STATED TASK —
Copy everything below, from the start of the records down to the line containing "<point>79,329</point>", with that line included and the requests kept, scaling each point coordinate in the answers by 2 and rounding to whole numbers, halves up. Leave the pictures out.

PROVIDED DATA —

★ ★ ★ ★ ★ ★ ★

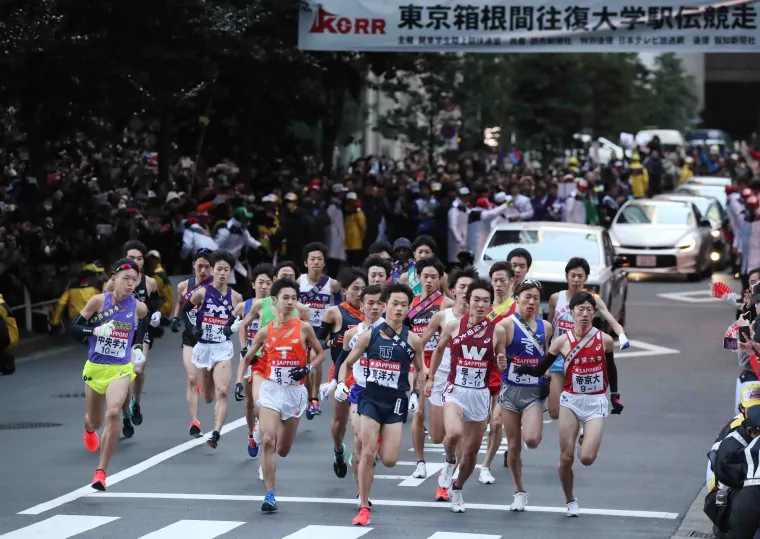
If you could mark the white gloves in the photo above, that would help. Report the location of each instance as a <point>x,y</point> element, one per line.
<point>105,330</point>
<point>326,389</point>
<point>155,319</point>
<point>341,393</point>
<point>413,403</point>
<point>623,341</point>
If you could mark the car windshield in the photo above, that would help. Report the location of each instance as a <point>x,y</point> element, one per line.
<point>553,245</point>
<point>656,214</point>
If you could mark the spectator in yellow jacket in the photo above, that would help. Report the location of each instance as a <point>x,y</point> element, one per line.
<point>8,338</point>
<point>639,178</point>
<point>355,226</point>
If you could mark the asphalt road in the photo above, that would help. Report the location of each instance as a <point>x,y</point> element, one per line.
<point>676,382</point>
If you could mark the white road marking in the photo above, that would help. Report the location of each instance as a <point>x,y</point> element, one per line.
<point>129,472</point>
<point>197,529</point>
<point>59,527</point>
<point>392,503</point>
<point>329,532</point>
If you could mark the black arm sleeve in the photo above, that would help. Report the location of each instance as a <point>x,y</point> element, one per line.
<point>611,371</point>
<point>79,329</point>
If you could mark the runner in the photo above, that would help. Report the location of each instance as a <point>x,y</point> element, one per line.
<point>522,397</point>
<point>383,405</point>
<point>201,277</point>
<point>475,343</point>
<point>145,292</point>
<point>589,370</point>
<point>336,322</point>
<point>460,279</point>
<point>576,272</point>
<point>212,355</point>
<point>262,276</point>
<point>503,281</point>
<point>316,291</point>
<point>349,391</point>
<point>109,321</point>
<point>429,271</point>
<point>282,395</point>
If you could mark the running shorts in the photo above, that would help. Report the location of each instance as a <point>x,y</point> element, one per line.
<point>519,399</point>
<point>475,403</point>
<point>99,376</point>
<point>585,407</point>
<point>385,409</point>
<point>207,355</point>
<point>288,400</point>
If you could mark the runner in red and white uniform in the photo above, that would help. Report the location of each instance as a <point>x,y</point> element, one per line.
<point>589,370</point>
<point>475,343</point>
<point>429,272</point>
<point>460,280</point>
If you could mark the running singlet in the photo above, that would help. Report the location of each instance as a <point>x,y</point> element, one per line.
<point>473,358</point>
<point>421,321</point>
<point>284,351</point>
<point>213,315</point>
<point>586,372</point>
<point>388,363</point>
<point>523,348</point>
<point>315,297</point>
<point>116,349</point>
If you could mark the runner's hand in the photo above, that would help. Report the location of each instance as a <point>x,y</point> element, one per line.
<point>341,392</point>
<point>105,330</point>
<point>326,389</point>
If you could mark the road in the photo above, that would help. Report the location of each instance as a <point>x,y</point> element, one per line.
<point>676,382</point>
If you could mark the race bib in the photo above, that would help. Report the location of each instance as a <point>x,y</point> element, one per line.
<point>213,328</point>
<point>384,373</point>
<point>115,345</point>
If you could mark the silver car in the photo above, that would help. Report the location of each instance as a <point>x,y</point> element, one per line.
<point>662,236</point>
<point>551,245</point>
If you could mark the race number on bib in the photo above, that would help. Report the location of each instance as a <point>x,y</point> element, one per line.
<point>384,373</point>
<point>115,345</point>
<point>588,383</point>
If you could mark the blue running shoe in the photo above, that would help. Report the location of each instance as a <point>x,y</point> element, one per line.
<point>269,505</point>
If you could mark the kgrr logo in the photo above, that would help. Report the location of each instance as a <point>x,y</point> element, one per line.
<point>329,23</point>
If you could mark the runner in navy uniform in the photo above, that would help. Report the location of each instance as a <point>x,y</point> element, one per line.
<point>383,405</point>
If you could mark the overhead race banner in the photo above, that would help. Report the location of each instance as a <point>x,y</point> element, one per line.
<point>505,26</point>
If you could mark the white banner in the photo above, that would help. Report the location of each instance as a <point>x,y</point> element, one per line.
<point>506,26</point>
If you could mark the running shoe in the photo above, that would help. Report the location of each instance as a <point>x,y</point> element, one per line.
<point>195,429</point>
<point>253,448</point>
<point>269,505</point>
<point>91,440</point>
<point>99,481</point>
<point>457,500</point>
<point>127,428</point>
<point>486,477</point>
<point>339,462</point>
<point>520,501</point>
<point>136,413</point>
<point>214,440</point>
<point>362,519</point>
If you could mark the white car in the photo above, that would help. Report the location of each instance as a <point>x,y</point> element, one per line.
<point>551,245</point>
<point>662,236</point>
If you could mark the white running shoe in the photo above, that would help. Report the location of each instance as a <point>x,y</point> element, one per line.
<point>457,500</point>
<point>572,509</point>
<point>485,477</point>
<point>446,477</point>
<point>520,501</point>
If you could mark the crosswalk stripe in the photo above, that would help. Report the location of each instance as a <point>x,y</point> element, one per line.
<point>328,532</point>
<point>197,529</point>
<point>59,527</point>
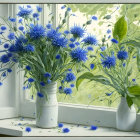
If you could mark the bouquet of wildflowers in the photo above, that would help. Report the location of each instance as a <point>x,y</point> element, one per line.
<point>46,54</point>
<point>115,60</point>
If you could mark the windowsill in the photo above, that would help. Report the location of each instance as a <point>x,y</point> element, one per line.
<point>11,127</point>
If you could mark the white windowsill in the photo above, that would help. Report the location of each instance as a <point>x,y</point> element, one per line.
<point>11,127</point>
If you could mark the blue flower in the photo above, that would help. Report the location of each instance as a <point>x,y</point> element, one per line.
<point>11,36</point>
<point>28,129</point>
<point>12,19</point>
<point>35,15</point>
<point>77,31</point>
<point>92,66</point>
<point>114,41</point>
<point>39,9</point>
<point>24,12</point>
<point>122,55</point>
<point>42,83</point>
<point>79,54</point>
<point>3,28</point>
<point>4,58</point>
<point>60,125</point>
<point>40,95</point>
<point>67,90</point>
<point>49,26</point>
<point>71,45</point>
<point>29,48</point>
<point>58,56</point>
<point>92,127</point>
<point>65,130</point>
<point>6,45</point>
<point>47,75</point>
<point>108,31</point>
<point>94,18</point>
<point>72,85</point>
<point>9,70</point>
<point>59,42</point>
<point>21,28</point>
<point>37,31</point>
<point>90,48</point>
<point>31,80</point>
<point>109,61</point>
<point>1,83</point>
<point>90,40</point>
<point>70,77</point>
<point>28,67</point>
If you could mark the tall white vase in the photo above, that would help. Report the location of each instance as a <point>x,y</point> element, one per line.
<point>125,116</point>
<point>47,109</point>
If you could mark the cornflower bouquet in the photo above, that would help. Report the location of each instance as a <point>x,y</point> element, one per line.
<point>46,54</point>
<point>115,61</point>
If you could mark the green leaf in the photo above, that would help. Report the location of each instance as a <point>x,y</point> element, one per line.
<point>120,29</point>
<point>134,90</point>
<point>129,101</point>
<point>87,75</point>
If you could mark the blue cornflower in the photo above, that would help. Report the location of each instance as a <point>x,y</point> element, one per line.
<point>58,56</point>
<point>28,129</point>
<point>133,80</point>
<point>49,81</point>
<point>122,55</point>
<point>60,125</point>
<point>3,28</point>
<point>47,75</point>
<point>35,15</point>
<point>114,41</point>
<point>67,90</point>
<point>40,95</point>
<point>92,66</point>
<point>6,45</point>
<point>42,83</point>
<point>92,127</point>
<point>72,39</point>
<point>65,130</point>
<point>70,77</point>
<point>9,70</point>
<point>79,54</point>
<point>4,58</point>
<point>21,28</point>
<point>11,36</point>
<point>72,85</point>
<point>77,31</point>
<point>1,83</point>
<point>39,9</point>
<point>103,48</point>
<point>24,12</point>
<point>59,41</point>
<point>29,48</point>
<point>49,26</point>
<point>108,31</point>
<point>94,18</point>
<point>66,32</point>
<point>28,67</point>
<point>37,31</point>
<point>90,48</point>
<point>12,19</point>
<point>71,45</point>
<point>90,40</point>
<point>31,80</point>
<point>109,61</point>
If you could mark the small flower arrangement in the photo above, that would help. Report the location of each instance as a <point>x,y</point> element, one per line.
<point>46,54</point>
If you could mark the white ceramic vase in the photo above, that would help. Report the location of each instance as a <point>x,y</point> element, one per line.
<point>47,109</point>
<point>125,116</point>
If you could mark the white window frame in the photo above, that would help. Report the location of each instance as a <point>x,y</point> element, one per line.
<point>72,113</point>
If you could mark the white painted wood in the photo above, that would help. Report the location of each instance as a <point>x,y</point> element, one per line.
<point>12,127</point>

★ ★ ★ ★ ★ ★ ★

COMPLETED EXERCISE —
If you could mark the white gloves in the photo above, that would help. Report the location of each instance as a <point>x,y</point> element, one per line.
<point>210,660</point>
<point>652,778</point>
<point>310,638</point>
<point>682,786</point>
<point>826,806</point>
<point>1246,682</point>
If you could mark the car windshield in the photo above, that would help. Report the location of each instance as a <point>x,y</point> element, one per line.
<point>1106,490</point>
<point>1312,428</point>
If you could mark the spectator in yellow jacket in the photo above, that would help. Report the location of each instance as a <point>x,y</point> element, one per line.
<point>16,676</point>
<point>1278,356</point>
<point>710,452</point>
If you could mark the asphalt road in the photo above, that would help. Report the location of each instance as a <point>x,y</point> element, one per line.
<point>1352,764</point>
If you could mark the white road marking in the photo above, that would help. Report the location of each instance as a <point>x,y</point> element, one per line.
<point>258,944</point>
<point>394,1058</point>
<point>118,1054</point>
<point>784,1006</point>
<point>658,1064</point>
If you could mark the black arm sleeve in the photo above, that would help. Report the location of each instance as a <point>x,y</point> element, one per line.
<point>1222,742</point>
<point>158,658</point>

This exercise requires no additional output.